▶ _GIVEN TEXT_:
▶
Chicago -- Rich Cronin, newly installed as president and
CEO of Fox Family Channel, borrowed a line from Sumner Redstone to mark his return to the
cable industry last week.
"I am a gung-ho guy who wants to run a cable
network," Cronin joked to the crowd at his coming-out party at the CTAM Marketing
Summit here, parroting the belittling comment that Redstone, chairman of Viacom Inc., used
to describe him two years ago.
Cronin's new employer, Fox Family Worldwide Inc.,
orchestrated the event like maestros, even adding a This Is Your Life touch by
bringing in Cronin's family -- Chicago is his hometown -- to a boisterous CTAM party
off Division Street.
Cronin, former Nick at Nite general manager and former
president of Nick at Nite's TV Land, was forced by a New York Supreme Court judge --
after a suit by MTV Networks Inc. -- to sit on the sidelines for roughly eight months
before joining Fox Family last week.
The judge had ruled that Cronin -- who was recruited by Fox
Family while still under contract at Nick -- couldn't start work for his new employer
until the expiration of his old deal with MTVN, June 30.
And Cronin didn't waste any time. Shortly after 11
p.m. CST last Tuesday -- which was past midnight on the East Coast and, therefore,
officially July 1 -- he took on his post at The Hangge Uppe, a bar that was set up to
mimic a movie premiere, paparazzi and all.
◀
▶ _MATERIAL SHOWN_:
▶
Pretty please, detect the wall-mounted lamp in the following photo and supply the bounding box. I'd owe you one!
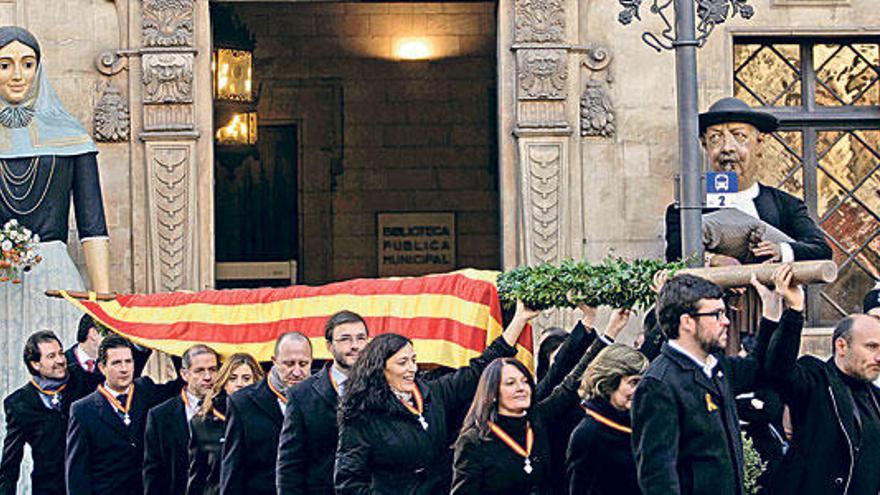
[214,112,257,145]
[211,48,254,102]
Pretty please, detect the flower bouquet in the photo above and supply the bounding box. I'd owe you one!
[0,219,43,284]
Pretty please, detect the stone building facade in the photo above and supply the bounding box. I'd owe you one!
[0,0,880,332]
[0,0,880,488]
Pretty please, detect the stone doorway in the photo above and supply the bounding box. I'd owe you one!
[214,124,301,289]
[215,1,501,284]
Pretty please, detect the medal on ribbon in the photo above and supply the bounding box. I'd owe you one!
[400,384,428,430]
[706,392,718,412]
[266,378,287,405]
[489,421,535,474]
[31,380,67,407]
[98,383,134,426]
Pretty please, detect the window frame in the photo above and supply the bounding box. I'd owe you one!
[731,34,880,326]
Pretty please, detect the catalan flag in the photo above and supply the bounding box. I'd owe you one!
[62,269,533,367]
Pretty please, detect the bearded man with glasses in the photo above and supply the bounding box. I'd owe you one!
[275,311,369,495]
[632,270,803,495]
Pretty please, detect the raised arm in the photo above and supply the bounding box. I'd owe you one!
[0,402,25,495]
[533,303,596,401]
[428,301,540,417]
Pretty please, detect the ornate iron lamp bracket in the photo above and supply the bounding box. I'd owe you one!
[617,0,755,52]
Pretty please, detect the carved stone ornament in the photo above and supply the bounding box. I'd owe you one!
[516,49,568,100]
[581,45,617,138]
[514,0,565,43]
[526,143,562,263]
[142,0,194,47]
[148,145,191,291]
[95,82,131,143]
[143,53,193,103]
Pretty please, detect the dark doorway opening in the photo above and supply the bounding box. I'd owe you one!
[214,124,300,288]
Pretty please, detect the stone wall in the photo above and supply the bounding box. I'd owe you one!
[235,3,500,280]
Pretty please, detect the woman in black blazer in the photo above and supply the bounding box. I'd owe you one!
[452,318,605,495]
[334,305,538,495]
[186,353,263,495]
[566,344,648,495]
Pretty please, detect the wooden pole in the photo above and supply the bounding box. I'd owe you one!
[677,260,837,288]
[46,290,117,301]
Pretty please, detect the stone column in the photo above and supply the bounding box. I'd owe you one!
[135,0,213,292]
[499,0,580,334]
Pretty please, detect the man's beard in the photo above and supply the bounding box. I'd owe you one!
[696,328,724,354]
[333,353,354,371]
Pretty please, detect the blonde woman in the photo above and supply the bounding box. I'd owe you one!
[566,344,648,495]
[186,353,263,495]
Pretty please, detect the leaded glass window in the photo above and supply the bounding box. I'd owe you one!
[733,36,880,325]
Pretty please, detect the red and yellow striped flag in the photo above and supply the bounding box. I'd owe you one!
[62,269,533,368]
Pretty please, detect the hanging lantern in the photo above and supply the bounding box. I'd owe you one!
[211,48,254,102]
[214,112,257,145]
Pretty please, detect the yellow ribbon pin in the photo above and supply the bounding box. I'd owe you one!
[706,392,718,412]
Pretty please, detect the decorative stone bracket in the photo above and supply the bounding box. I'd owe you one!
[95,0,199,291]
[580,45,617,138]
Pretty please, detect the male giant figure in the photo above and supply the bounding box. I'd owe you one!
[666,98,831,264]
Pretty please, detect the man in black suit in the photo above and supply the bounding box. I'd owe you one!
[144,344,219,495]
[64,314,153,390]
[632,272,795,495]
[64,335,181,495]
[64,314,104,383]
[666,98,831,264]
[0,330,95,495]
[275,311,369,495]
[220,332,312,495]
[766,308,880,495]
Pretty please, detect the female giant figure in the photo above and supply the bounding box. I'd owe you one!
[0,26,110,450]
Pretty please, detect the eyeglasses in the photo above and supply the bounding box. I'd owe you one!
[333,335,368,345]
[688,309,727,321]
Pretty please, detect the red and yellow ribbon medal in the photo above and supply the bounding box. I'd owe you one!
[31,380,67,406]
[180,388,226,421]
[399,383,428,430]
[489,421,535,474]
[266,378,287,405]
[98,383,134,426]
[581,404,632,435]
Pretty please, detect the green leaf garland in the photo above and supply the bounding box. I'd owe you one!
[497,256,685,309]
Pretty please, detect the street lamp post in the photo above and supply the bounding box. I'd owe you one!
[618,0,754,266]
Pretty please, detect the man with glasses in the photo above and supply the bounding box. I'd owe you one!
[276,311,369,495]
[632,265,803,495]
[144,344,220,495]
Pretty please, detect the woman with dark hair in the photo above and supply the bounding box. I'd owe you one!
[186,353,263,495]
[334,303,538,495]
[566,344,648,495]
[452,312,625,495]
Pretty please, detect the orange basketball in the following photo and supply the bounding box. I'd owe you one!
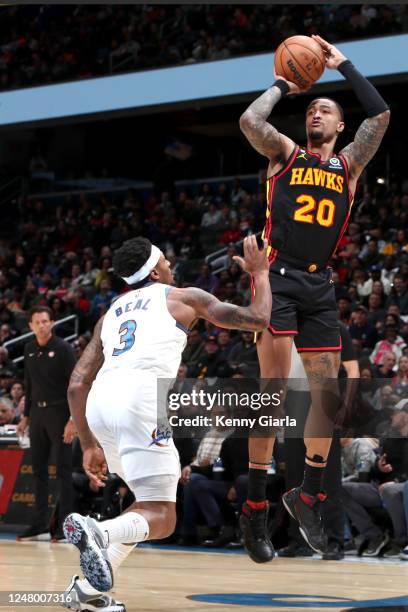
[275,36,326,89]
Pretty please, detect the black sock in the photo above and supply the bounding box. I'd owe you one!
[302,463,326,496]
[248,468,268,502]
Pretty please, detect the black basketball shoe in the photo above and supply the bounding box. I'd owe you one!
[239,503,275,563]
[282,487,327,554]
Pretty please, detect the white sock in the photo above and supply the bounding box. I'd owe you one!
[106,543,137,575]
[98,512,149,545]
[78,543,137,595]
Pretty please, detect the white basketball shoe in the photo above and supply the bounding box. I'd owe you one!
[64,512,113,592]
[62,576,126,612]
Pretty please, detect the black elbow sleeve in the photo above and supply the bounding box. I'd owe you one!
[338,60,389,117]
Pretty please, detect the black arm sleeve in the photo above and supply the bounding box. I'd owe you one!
◀
▶ _WHAT YOU NEED TO DO_: Continue the news article above about Rich Cronin's start at Fox Family Channel, picking up after its last sentence.

▶ _TASK RESPONSE_:
Cronin is coming on board just in time for the massive
relaunching of The Family Channel Aug. 15. Fox has redubbed the network Fox Family Channel
and overhauled its programming to target kids during the day and families at night.
In effect, Fox Family will compete head-to-head against
Cronin's alma mater, Nickelodeon.
Cronin made his debut as the head of Fox Family in his
hometown, at the tail end of the CTAM show. Cronin was introduced by his new boss, Fox
Family chairman Haim Saban, after a group of Spice Girls look-alikes performed.
Aside from his brief remarks to the crowd, Cronin
didn't have much to say publicly at his packed coming-out party. Fox Family even
brought in a crop of Cronins: Seven of his eight brothers and sisters were there, along
with his mother and father.
During a trial on his case in December, Cronin testified
that he feared that by being away from the cable industry until July 1, he would
essentially be "out of the loop." MTVN fired and then sued Cronin in October,
when the company learned that he had signed a deal with Fox Family.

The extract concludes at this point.